**Task prompt**
Find each line in the entries below that has the word "stick" in it, and copy those lines out in full.

**Data for this exercise**
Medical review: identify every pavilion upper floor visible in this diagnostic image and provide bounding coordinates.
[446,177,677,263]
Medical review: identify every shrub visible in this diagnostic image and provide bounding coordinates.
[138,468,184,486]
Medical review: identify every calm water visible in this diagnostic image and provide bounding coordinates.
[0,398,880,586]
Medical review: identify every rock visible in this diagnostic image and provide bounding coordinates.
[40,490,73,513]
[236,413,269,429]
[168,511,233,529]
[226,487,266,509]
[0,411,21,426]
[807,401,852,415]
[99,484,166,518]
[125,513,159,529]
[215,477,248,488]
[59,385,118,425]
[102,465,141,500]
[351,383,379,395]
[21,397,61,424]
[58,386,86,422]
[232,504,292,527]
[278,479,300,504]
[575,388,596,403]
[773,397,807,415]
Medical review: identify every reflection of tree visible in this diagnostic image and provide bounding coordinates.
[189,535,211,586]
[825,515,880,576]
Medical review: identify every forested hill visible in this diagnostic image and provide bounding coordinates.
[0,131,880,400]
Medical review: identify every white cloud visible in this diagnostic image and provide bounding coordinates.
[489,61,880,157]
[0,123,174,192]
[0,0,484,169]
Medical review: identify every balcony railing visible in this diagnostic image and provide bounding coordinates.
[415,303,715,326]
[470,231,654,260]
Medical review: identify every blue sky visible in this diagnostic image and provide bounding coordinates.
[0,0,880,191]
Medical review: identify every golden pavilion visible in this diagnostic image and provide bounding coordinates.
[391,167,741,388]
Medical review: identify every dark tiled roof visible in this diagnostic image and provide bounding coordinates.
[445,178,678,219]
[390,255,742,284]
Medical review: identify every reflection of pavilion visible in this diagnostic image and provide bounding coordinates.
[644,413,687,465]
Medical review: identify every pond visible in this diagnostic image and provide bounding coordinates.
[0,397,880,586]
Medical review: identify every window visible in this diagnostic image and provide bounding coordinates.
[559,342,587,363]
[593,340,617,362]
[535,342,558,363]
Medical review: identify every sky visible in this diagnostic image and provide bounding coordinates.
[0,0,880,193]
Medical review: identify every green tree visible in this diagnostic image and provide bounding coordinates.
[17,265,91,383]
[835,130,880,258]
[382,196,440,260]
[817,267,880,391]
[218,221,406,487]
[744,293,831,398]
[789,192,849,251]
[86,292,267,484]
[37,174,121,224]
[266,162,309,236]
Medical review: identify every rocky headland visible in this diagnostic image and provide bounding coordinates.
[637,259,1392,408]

--

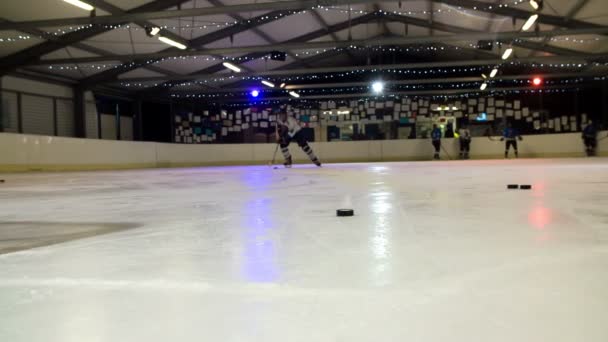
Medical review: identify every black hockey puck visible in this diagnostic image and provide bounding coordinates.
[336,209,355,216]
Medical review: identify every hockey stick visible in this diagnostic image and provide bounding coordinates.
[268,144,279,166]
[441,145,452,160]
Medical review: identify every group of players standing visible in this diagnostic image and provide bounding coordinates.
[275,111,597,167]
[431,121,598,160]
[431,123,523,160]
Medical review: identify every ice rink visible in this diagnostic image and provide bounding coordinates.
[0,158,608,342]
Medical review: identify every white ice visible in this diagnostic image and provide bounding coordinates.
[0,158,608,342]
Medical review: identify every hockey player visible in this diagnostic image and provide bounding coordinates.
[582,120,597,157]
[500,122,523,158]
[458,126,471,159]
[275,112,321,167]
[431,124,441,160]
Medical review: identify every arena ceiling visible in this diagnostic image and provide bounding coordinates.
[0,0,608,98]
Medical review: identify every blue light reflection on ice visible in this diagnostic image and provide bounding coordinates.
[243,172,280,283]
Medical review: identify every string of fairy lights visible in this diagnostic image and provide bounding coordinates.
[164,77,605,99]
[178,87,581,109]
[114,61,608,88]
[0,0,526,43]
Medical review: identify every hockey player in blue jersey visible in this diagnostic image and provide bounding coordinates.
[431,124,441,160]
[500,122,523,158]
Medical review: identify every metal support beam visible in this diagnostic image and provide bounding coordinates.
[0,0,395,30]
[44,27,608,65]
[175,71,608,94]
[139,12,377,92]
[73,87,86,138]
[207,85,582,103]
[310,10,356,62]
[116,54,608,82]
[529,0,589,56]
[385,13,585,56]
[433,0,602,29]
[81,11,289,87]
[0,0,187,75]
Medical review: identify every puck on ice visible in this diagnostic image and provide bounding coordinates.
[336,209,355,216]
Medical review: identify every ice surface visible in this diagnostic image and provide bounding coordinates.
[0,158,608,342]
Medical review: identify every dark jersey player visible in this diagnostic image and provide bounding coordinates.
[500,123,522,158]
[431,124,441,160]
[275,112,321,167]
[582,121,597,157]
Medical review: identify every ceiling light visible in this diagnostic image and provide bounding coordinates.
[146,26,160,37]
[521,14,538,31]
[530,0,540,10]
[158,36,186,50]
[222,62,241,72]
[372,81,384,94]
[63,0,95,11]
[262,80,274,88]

...

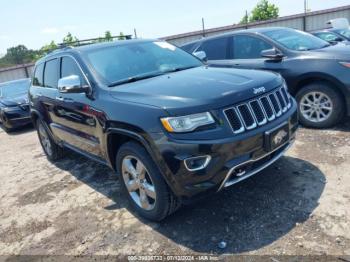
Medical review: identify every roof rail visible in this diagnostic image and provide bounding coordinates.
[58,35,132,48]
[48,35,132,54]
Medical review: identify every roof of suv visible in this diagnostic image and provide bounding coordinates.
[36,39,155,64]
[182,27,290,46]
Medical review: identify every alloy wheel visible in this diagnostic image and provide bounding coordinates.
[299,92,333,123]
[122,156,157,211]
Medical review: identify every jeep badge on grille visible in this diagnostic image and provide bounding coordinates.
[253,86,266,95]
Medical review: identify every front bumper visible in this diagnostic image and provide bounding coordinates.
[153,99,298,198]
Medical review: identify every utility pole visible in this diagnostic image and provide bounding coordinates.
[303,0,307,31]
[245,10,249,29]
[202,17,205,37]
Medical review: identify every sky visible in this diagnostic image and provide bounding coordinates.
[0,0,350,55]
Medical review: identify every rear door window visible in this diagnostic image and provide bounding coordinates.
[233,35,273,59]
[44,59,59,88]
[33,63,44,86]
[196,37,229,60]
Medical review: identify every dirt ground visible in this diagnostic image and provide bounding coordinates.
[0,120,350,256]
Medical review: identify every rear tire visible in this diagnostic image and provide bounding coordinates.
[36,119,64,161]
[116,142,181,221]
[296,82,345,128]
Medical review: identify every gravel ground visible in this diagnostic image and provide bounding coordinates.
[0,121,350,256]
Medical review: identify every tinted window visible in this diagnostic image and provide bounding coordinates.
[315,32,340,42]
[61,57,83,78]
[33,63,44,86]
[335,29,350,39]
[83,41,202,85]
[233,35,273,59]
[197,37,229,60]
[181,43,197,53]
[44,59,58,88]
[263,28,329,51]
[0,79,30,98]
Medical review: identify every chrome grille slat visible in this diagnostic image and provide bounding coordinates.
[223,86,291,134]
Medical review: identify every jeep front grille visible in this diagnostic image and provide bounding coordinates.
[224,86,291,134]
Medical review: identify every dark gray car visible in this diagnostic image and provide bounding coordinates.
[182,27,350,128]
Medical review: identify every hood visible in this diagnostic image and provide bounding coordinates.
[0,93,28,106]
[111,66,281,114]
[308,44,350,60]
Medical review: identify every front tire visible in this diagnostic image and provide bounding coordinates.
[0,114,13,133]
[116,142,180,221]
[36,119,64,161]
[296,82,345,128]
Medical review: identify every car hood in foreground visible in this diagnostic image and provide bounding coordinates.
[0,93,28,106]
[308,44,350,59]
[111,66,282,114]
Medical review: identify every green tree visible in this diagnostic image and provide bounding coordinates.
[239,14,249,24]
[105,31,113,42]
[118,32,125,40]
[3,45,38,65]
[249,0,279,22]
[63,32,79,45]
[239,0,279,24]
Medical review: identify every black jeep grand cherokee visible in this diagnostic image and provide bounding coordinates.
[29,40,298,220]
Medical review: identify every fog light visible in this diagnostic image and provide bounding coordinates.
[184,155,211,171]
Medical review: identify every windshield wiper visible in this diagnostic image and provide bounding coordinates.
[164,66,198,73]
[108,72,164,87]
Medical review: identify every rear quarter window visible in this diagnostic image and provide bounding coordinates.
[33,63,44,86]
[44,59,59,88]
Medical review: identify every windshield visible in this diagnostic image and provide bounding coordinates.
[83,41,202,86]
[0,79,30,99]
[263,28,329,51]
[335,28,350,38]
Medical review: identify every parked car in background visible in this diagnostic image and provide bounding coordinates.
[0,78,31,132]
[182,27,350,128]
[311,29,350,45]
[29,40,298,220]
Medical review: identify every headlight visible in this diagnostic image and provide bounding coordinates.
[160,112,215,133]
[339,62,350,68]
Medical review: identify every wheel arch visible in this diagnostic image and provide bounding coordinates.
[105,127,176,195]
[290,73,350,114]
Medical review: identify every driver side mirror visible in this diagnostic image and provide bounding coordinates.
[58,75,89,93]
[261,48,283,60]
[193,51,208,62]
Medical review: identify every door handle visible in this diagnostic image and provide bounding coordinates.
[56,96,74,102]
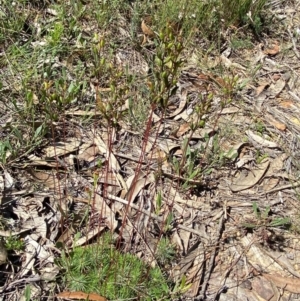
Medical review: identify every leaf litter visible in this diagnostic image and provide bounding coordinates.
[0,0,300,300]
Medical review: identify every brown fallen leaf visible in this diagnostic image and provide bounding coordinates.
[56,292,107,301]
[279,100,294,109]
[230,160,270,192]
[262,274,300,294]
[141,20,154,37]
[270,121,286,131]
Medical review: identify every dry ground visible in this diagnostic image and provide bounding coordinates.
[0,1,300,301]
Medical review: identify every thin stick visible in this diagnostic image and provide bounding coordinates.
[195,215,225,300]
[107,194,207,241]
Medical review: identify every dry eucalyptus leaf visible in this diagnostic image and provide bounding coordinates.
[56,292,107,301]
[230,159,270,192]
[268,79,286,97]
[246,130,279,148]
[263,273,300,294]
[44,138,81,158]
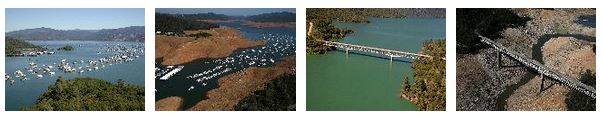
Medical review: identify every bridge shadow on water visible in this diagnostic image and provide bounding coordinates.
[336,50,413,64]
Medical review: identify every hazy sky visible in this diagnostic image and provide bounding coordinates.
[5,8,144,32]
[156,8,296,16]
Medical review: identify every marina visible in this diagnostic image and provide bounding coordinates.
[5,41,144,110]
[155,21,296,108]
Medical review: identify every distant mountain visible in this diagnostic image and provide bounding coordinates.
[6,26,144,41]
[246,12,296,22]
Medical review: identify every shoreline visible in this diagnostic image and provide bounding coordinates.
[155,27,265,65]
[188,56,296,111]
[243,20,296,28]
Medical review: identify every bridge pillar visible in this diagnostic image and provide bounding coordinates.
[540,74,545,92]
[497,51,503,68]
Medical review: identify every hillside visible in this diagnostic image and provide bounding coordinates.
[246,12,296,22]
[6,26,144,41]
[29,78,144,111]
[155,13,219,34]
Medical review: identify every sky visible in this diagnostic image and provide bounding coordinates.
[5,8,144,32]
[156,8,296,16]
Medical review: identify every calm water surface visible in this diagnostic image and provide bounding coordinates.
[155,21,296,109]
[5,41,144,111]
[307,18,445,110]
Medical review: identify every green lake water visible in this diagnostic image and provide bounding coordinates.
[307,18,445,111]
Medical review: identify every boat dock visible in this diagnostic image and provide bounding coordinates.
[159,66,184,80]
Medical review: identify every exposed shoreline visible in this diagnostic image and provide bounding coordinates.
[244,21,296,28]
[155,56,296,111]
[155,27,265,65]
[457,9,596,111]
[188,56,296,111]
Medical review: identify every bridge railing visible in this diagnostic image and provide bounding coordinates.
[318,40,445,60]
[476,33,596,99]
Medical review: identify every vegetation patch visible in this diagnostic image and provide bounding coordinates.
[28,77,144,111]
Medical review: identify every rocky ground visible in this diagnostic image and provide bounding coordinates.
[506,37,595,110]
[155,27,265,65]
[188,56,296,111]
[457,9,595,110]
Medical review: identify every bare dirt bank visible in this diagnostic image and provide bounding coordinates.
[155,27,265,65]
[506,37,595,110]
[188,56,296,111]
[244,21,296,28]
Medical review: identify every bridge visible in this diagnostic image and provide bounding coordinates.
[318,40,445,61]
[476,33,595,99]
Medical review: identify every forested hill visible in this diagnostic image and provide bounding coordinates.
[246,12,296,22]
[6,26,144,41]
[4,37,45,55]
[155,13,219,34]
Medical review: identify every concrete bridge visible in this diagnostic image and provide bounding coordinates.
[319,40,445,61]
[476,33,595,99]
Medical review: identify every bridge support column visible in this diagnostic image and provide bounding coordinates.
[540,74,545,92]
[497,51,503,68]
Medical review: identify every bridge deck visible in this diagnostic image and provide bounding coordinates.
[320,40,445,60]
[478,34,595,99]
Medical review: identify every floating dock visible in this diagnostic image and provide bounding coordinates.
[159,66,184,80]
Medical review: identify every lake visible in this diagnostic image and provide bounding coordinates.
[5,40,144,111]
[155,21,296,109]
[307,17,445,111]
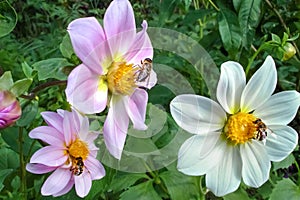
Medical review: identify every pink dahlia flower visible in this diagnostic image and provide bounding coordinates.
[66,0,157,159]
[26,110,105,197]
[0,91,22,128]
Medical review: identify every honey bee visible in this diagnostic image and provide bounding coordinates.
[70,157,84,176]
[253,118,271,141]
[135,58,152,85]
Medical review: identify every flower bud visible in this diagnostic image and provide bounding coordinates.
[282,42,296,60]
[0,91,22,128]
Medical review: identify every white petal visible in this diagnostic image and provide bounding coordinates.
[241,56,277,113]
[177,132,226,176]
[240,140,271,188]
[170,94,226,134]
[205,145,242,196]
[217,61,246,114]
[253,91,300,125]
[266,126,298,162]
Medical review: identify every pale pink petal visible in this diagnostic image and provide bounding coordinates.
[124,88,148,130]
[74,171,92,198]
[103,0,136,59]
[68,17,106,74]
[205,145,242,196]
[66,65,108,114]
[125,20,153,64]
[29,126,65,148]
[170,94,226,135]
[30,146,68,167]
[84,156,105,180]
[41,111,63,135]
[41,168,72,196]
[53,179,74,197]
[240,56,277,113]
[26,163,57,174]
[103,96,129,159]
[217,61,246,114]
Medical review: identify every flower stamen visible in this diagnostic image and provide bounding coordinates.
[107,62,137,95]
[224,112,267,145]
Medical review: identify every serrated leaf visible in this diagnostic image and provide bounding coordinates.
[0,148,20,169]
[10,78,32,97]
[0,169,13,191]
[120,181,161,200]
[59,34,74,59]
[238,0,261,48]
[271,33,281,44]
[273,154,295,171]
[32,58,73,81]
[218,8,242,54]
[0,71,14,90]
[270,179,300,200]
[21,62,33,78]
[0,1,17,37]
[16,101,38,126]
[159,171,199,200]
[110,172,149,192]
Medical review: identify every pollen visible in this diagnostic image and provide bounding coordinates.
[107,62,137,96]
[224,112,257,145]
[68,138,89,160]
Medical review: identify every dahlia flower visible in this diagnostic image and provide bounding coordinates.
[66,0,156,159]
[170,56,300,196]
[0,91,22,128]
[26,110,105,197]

**Solution**
Medical review: identify every hockey stick visible in this diagnostic image and provide bounding coordinates.
Medical review: identify every thin stick visible in this diagnostic image and provide bounding coordinates.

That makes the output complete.